— start of Input records —
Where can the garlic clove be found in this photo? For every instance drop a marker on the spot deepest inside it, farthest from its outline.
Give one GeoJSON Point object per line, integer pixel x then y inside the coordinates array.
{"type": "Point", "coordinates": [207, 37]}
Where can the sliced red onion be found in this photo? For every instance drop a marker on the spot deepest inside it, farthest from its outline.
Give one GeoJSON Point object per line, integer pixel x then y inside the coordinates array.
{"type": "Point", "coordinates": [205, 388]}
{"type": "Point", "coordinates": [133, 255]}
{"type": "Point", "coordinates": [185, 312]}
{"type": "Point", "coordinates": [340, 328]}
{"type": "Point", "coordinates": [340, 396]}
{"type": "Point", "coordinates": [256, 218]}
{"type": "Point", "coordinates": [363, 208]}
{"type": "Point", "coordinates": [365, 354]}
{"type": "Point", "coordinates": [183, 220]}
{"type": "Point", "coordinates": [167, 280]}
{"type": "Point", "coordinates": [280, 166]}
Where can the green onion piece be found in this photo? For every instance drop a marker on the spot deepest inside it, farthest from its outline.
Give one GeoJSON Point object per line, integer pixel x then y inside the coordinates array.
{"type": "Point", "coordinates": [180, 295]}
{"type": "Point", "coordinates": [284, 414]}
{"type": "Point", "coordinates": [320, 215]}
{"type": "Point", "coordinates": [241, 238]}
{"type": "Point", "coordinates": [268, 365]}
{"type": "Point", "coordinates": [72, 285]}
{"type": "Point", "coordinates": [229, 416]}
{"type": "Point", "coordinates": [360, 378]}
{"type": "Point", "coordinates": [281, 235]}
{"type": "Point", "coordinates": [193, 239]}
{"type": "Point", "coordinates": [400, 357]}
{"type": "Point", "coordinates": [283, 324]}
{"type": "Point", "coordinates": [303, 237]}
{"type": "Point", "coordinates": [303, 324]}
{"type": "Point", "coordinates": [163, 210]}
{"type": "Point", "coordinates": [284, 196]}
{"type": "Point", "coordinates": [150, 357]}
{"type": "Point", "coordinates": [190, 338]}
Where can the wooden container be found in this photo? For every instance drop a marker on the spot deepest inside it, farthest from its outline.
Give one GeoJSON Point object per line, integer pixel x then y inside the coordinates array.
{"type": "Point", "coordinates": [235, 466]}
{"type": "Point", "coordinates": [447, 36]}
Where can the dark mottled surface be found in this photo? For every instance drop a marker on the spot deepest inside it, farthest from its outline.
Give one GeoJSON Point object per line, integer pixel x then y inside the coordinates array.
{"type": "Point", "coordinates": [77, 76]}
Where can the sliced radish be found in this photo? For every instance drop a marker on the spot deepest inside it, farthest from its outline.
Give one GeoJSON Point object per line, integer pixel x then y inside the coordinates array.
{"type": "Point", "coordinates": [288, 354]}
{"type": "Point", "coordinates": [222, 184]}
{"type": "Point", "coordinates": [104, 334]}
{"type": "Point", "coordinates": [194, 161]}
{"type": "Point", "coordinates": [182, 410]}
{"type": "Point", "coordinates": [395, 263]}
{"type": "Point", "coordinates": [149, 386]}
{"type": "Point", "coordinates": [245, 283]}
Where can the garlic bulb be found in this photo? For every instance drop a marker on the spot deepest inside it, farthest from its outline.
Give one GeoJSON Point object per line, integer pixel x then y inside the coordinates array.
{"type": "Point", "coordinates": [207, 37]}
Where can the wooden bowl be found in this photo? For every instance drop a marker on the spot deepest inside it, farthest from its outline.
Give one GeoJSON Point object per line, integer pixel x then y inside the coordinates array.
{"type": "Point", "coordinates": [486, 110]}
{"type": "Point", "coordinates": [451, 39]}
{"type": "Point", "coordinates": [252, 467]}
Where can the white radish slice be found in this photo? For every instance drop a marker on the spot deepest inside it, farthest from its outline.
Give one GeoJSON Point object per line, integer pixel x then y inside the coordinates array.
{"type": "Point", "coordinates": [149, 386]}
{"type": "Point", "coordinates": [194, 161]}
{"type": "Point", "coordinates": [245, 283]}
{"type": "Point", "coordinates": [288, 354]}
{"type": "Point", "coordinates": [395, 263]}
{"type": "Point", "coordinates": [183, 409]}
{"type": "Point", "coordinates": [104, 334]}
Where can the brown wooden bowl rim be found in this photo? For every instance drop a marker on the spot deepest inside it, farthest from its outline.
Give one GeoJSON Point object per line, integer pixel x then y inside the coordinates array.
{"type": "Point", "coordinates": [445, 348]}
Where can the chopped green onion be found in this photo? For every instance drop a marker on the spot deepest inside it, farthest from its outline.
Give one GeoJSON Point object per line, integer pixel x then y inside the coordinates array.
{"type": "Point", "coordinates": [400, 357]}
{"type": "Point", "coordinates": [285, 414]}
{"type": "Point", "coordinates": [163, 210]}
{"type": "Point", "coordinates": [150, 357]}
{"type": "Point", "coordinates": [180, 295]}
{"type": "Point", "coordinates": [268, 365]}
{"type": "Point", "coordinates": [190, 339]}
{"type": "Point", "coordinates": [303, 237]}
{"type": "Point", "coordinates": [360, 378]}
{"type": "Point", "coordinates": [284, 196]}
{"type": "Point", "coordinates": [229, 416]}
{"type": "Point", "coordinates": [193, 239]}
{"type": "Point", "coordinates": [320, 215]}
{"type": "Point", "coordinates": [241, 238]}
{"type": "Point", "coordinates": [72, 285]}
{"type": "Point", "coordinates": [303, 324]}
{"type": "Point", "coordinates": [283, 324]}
— end of Input records —
■ **Written task**: Reproduce all of the material above word for word, from start to finish.

■ **Solution for this exercise**:
Where can the garlic clove be found in this photo? For every instance drop a marker on the spot deepest inside it, farthest from its outline.
Give one GeoJSON Point object per line, integer pixel x then y inside the coordinates array.
{"type": "Point", "coordinates": [207, 37]}
Where can the sliced red onion be found in this photo? For every instance drop a marker on the spot deepest inside it, farthest from its outline.
Give one GeoJSON Point object per line, integer pixel x then y inside the coordinates array.
{"type": "Point", "coordinates": [205, 388]}
{"type": "Point", "coordinates": [133, 255]}
{"type": "Point", "coordinates": [185, 312]}
{"type": "Point", "coordinates": [340, 328]}
{"type": "Point", "coordinates": [340, 396]}
{"type": "Point", "coordinates": [256, 218]}
{"type": "Point", "coordinates": [363, 208]}
{"type": "Point", "coordinates": [365, 354]}
{"type": "Point", "coordinates": [183, 220]}
{"type": "Point", "coordinates": [167, 280]}
{"type": "Point", "coordinates": [280, 166]}
Where can the green onion piece be found in this photo? For every instance drop a marker on the spot deepest inside it, farthest from its outline.
Give one GeoJSON Point object per line, integer pixel x then y inside the coordinates array.
{"type": "Point", "coordinates": [180, 295]}
{"type": "Point", "coordinates": [284, 414]}
{"type": "Point", "coordinates": [320, 215]}
{"type": "Point", "coordinates": [241, 238]}
{"type": "Point", "coordinates": [268, 365]}
{"type": "Point", "coordinates": [72, 285]}
{"type": "Point", "coordinates": [229, 416]}
{"type": "Point", "coordinates": [360, 378]}
{"type": "Point", "coordinates": [281, 235]}
{"type": "Point", "coordinates": [193, 239]}
{"type": "Point", "coordinates": [400, 357]}
{"type": "Point", "coordinates": [283, 324]}
{"type": "Point", "coordinates": [303, 237]}
{"type": "Point", "coordinates": [303, 324]}
{"type": "Point", "coordinates": [163, 210]}
{"type": "Point", "coordinates": [284, 196]}
{"type": "Point", "coordinates": [150, 357]}
{"type": "Point", "coordinates": [190, 338]}
Where can the wooden container be found in this photo? For every instance drop a marker on the spot deepest inside it, farthest from its outline.
Give one GeoJSON Point object per line, integer pixel x then y inside the coordinates array.
{"type": "Point", "coordinates": [235, 466]}
{"type": "Point", "coordinates": [447, 36]}
Where can the dark mottled surface be found in this photo? For every instance drop a marker on the spot deepest inside it, farthest from its outline.
Give one GeoJSON Point object per line, integer pixel x then y inside the coordinates array.
{"type": "Point", "coordinates": [77, 76]}
Where can the sliced radish be found in this photo? For every instance drop a marker on the spot deepest inside it, farthest from its outline.
Give one GeoJSON Point object per line, integer pixel x then y inside the coordinates array.
{"type": "Point", "coordinates": [288, 354]}
{"type": "Point", "coordinates": [222, 184]}
{"type": "Point", "coordinates": [104, 334]}
{"type": "Point", "coordinates": [194, 161]}
{"type": "Point", "coordinates": [182, 410]}
{"type": "Point", "coordinates": [395, 263]}
{"type": "Point", "coordinates": [149, 386]}
{"type": "Point", "coordinates": [245, 283]}
Where can the garlic bulb be found in this photo? For every instance drop a marker on the spot deepest inside it, farthest from its outline.
Give one GeoJSON Point object per line, integer pixel x then y inside the coordinates array.
{"type": "Point", "coordinates": [207, 37]}
Where can the wooden bowl be found in this photo? For every instance drop a marker on the spot deepest inside it, farthest from its outline.
Give one GeoJSON Point object per line, integer pixel x then y inside the coordinates array.
{"type": "Point", "coordinates": [486, 110]}
{"type": "Point", "coordinates": [451, 39]}
{"type": "Point", "coordinates": [252, 467]}
Where can the white radish slice be found in this photo? For every instance drop a marker on the spot deepest inside it, farthest from its outline.
Give one GeoJSON Point object per line, integer pixel x then y inside the coordinates array.
{"type": "Point", "coordinates": [149, 386]}
{"type": "Point", "coordinates": [194, 161]}
{"type": "Point", "coordinates": [245, 283]}
{"type": "Point", "coordinates": [288, 354]}
{"type": "Point", "coordinates": [395, 263]}
{"type": "Point", "coordinates": [183, 409]}
{"type": "Point", "coordinates": [104, 334]}
Where can the brown wooden bowl rim be found in this photo? For every instance drop a marker on the spot deepest inside it, farthest from its outline.
Give one GeoJSON Point object per line, integer pixel x then y inside the coordinates array.
{"type": "Point", "coordinates": [445, 348]}
Where can the chopped green onion be found in this photo? For every instance drop a marker on the spot deepest inside it, farthest from its outline.
Give one GeoJSON Point object per line, integer pixel x then y inside the coordinates array.
{"type": "Point", "coordinates": [400, 357]}
{"type": "Point", "coordinates": [285, 414]}
{"type": "Point", "coordinates": [163, 210]}
{"type": "Point", "coordinates": [150, 357]}
{"type": "Point", "coordinates": [180, 295]}
{"type": "Point", "coordinates": [268, 365]}
{"type": "Point", "coordinates": [190, 339]}
{"type": "Point", "coordinates": [303, 237]}
{"type": "Point", "coordinates": [360, 378]}
{"type": "Point", "coordinates": [284, 196]}
{"type": "Point", "coordinates": [229, 416]}
{"type": "Point", "coordinates": [193, 239]}
{"type": "Point", "coordinates": [320, 215]}
{"type": "Point", "coordinates": [241, 238]}
{"type": "Point", "coordinates": [72, 285]}
{"type": "Point", "coordinates": [303, 324]}
{"type": "Point", "coordinates": [283, 324]}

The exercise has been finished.